[Problem statement]: Which lines in the records below contain the string "brown"? Show each one in full, treating uppercase and lowercase letters as different.

-- START OF Given data --

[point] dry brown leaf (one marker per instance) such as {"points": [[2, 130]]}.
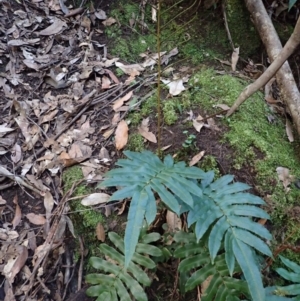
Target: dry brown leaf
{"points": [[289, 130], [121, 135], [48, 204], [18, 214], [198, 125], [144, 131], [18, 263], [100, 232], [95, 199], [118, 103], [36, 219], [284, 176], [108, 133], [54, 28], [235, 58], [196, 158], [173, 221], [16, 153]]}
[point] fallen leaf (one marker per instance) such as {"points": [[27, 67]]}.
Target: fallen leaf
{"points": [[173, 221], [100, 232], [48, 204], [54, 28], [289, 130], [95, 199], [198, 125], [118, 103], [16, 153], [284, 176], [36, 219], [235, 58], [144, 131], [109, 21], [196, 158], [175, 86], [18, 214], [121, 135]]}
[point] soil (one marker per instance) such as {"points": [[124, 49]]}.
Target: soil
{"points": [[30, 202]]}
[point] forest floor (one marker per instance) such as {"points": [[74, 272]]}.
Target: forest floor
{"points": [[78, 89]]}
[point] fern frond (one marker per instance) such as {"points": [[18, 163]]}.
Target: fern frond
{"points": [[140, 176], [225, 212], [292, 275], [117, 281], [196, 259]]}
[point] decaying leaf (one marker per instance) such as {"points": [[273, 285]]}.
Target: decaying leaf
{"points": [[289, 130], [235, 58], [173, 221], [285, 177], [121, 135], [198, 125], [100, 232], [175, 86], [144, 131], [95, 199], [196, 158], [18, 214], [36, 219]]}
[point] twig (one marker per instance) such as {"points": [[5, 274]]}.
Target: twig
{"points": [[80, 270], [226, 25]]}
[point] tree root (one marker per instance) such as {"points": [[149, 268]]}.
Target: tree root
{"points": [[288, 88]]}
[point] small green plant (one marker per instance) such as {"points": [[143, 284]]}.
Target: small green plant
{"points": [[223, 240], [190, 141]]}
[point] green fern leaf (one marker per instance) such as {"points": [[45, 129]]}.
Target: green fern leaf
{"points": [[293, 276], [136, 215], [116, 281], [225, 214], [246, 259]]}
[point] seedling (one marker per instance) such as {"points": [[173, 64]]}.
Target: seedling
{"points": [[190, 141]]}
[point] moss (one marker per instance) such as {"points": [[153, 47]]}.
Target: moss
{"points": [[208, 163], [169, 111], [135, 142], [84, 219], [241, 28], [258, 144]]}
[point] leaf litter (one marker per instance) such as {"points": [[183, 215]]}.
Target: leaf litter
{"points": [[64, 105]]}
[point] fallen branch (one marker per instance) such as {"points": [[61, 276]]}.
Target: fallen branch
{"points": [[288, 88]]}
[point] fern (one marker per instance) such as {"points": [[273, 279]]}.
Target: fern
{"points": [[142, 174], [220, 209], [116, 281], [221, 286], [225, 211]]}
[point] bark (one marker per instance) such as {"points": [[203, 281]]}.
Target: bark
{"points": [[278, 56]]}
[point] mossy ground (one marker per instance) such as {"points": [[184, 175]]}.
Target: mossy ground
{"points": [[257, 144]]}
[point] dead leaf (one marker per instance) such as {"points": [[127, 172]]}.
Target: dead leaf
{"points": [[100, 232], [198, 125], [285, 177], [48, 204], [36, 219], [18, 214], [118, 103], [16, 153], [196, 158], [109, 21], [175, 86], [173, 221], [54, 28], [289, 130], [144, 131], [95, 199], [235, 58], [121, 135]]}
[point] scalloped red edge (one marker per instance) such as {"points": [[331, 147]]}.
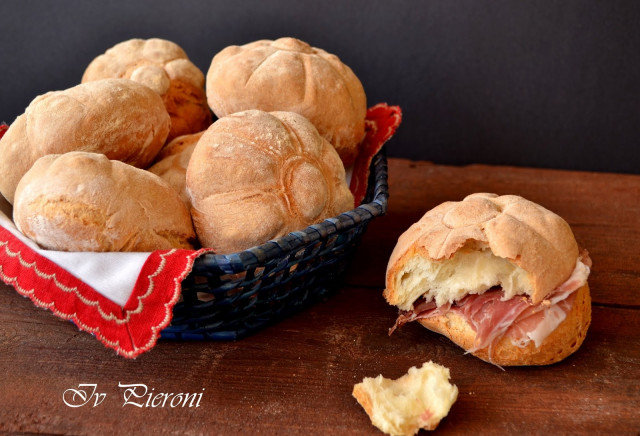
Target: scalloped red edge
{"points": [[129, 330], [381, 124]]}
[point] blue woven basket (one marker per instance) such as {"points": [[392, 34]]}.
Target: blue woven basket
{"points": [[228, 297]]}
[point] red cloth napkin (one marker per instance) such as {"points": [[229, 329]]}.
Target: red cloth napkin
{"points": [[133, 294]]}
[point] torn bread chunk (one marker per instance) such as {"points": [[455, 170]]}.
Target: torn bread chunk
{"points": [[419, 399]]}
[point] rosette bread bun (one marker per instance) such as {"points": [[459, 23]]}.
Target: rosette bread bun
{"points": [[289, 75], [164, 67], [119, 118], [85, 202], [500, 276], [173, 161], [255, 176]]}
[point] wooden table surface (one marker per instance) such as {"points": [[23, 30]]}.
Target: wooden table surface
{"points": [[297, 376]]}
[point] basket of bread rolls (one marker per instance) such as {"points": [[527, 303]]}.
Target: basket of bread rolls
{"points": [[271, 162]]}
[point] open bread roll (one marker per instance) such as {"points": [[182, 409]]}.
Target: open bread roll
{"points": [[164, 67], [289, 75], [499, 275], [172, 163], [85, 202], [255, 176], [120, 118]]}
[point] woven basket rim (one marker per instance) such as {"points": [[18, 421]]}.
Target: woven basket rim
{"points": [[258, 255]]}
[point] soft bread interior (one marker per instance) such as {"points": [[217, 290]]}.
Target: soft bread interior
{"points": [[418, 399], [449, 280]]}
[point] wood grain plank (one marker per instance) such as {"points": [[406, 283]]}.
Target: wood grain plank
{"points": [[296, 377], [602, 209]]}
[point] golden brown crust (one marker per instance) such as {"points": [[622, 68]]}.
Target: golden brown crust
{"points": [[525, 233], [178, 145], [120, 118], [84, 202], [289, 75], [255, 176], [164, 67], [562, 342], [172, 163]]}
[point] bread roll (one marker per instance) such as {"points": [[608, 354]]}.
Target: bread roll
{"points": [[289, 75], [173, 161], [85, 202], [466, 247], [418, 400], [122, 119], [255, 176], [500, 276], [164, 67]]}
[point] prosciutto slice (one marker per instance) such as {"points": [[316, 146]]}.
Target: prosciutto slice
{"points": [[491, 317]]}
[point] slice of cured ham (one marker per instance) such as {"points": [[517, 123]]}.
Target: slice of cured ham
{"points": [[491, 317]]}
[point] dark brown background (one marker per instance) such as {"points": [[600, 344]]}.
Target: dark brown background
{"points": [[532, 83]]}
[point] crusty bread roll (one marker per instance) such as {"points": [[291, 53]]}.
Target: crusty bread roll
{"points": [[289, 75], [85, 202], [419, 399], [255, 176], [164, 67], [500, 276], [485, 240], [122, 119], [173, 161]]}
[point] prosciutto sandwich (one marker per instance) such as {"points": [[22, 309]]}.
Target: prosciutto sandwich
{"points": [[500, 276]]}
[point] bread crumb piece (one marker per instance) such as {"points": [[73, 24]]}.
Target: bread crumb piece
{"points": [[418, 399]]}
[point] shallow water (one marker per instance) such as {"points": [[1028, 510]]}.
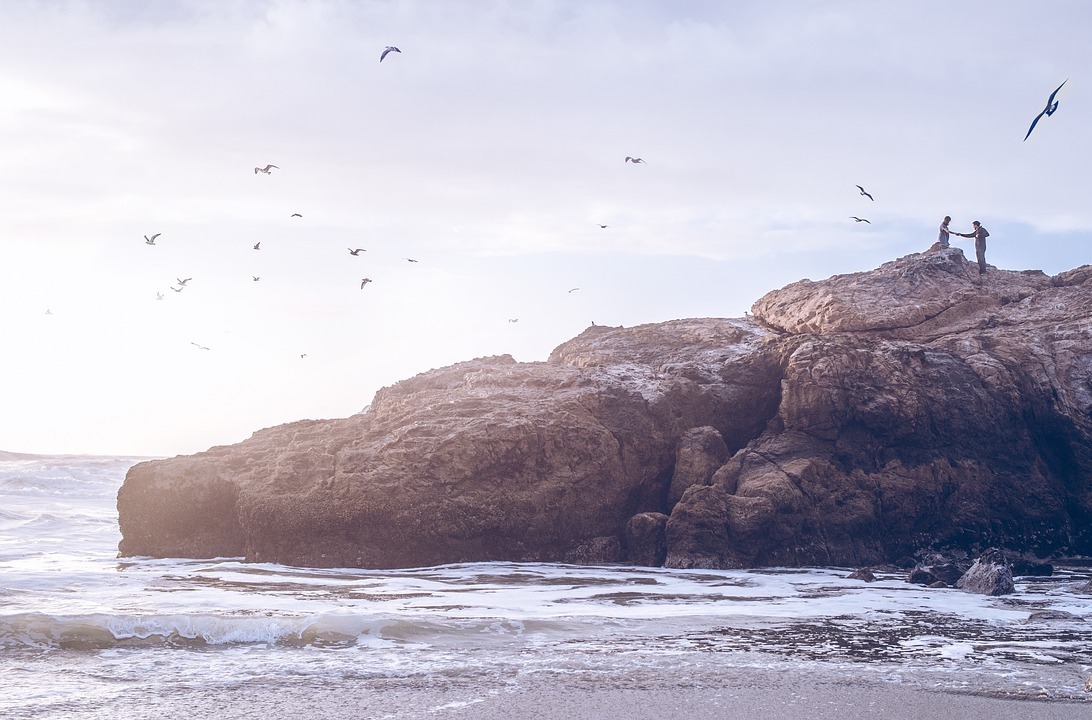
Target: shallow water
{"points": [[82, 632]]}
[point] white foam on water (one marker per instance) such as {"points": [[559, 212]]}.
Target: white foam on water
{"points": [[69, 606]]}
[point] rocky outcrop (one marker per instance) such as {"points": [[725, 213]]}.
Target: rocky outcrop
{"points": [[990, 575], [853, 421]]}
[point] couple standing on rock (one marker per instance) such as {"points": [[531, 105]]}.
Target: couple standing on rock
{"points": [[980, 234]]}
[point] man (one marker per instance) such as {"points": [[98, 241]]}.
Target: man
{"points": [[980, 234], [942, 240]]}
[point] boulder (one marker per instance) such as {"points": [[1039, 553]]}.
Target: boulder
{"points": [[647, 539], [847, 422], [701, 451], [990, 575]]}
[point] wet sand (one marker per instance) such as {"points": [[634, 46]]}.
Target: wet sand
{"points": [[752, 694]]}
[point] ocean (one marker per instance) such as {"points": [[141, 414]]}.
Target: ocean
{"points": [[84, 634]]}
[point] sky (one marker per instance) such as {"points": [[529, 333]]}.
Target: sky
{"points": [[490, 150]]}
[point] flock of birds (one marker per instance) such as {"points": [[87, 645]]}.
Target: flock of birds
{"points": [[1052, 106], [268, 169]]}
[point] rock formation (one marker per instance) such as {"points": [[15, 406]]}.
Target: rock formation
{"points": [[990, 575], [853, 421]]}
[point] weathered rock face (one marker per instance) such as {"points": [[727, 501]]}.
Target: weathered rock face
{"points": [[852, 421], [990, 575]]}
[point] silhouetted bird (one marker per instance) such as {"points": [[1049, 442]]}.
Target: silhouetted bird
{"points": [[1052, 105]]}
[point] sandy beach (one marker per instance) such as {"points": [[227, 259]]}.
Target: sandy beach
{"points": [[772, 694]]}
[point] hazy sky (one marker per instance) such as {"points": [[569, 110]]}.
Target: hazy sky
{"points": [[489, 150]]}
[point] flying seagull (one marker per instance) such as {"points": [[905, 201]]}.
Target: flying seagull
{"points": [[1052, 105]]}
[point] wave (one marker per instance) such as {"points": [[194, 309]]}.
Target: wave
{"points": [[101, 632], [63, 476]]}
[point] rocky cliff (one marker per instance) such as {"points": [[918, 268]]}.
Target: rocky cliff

-- END OF Given data --
-- START OF Given data --

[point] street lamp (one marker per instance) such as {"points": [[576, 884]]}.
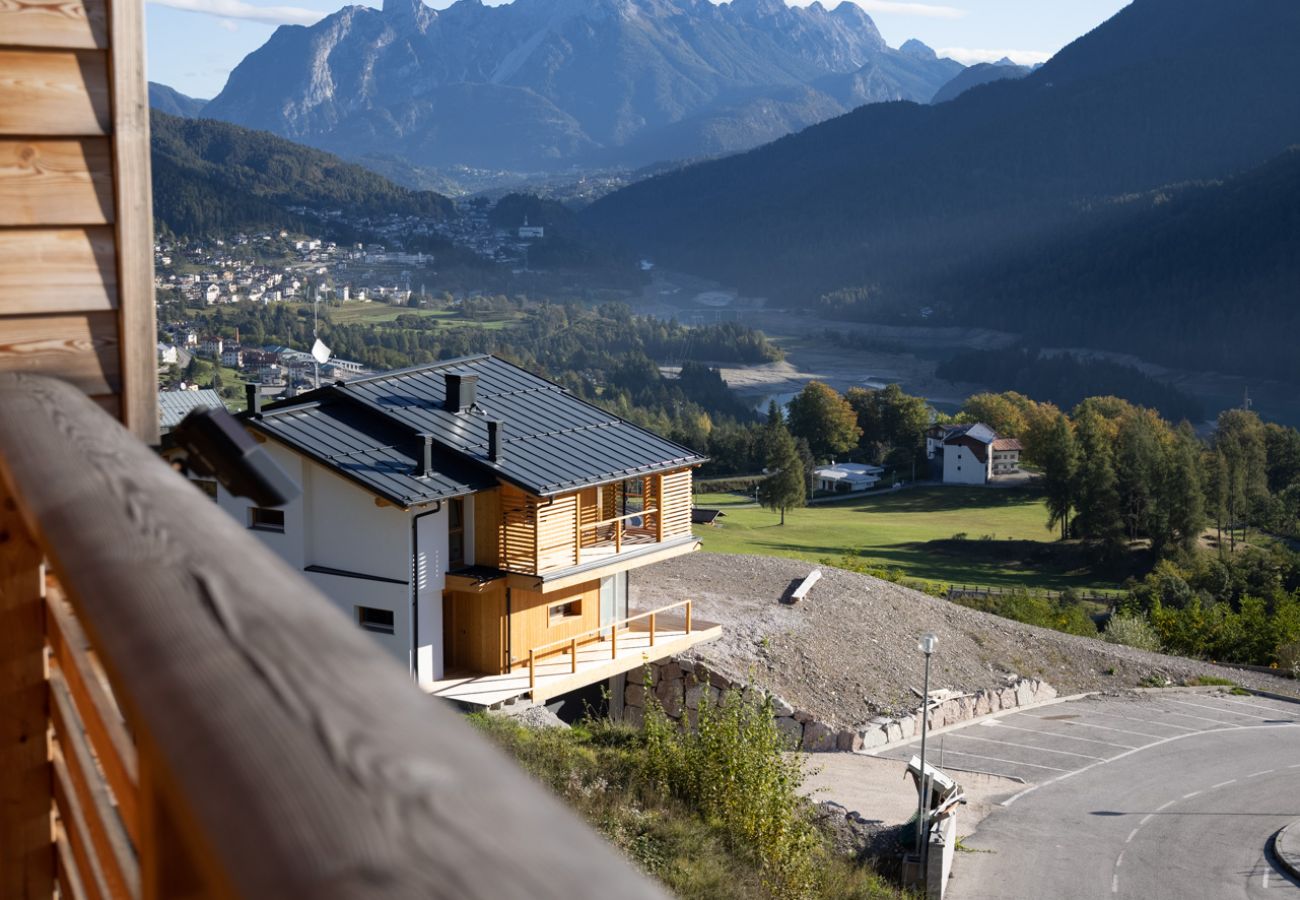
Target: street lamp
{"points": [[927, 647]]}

-- END OF Given data --
-- START OF Given data --

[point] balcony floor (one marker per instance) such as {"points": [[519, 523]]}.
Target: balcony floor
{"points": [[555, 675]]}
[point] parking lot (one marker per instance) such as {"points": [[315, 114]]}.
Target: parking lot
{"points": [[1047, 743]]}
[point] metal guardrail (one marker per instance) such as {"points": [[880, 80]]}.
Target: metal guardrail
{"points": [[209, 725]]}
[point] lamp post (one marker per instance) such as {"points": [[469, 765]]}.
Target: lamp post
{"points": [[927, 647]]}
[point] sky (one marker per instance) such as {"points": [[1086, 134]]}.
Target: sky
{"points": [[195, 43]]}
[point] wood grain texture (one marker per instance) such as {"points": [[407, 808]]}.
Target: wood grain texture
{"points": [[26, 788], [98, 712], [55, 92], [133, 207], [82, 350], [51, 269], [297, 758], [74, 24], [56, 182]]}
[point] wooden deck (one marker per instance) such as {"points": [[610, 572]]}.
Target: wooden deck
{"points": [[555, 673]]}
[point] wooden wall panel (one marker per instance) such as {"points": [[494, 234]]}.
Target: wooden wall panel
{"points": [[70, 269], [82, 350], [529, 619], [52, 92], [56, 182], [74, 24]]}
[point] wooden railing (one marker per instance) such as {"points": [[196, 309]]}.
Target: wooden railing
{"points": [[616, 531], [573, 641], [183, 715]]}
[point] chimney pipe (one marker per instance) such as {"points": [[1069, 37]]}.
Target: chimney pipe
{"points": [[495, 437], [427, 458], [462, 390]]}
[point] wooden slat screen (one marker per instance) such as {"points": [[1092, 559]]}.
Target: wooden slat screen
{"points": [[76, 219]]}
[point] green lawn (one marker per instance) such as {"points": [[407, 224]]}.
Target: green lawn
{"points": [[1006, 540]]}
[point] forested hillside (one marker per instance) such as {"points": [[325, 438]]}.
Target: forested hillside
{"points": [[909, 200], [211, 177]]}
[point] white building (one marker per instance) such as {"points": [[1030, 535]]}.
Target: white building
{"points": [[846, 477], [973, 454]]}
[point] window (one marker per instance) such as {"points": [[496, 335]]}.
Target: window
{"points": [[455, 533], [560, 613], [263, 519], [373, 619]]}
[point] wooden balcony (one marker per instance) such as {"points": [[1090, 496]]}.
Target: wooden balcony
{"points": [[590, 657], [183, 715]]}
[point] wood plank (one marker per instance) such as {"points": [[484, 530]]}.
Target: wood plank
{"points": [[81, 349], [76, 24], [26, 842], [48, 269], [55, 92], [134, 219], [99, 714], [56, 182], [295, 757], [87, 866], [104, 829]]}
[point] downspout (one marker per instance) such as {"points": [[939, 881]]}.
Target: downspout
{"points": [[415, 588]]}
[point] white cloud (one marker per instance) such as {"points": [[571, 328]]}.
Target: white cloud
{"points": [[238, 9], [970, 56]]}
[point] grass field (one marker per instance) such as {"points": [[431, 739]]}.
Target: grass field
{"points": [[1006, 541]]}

-- END OF Given data --

[Answer to this problem]:
[point] dry brown leaf (one marker per instance) such as {"points": [[2, 130]]}.
Target: dry brown leaf
[point] golden brown crust (one marker per instance) such as {"points": [[622, 68]]}.
Target: golden brown crust
[point] dark brown background (one marker per instance) such as {"points": [[600, 344]]}.
Target: dark brown background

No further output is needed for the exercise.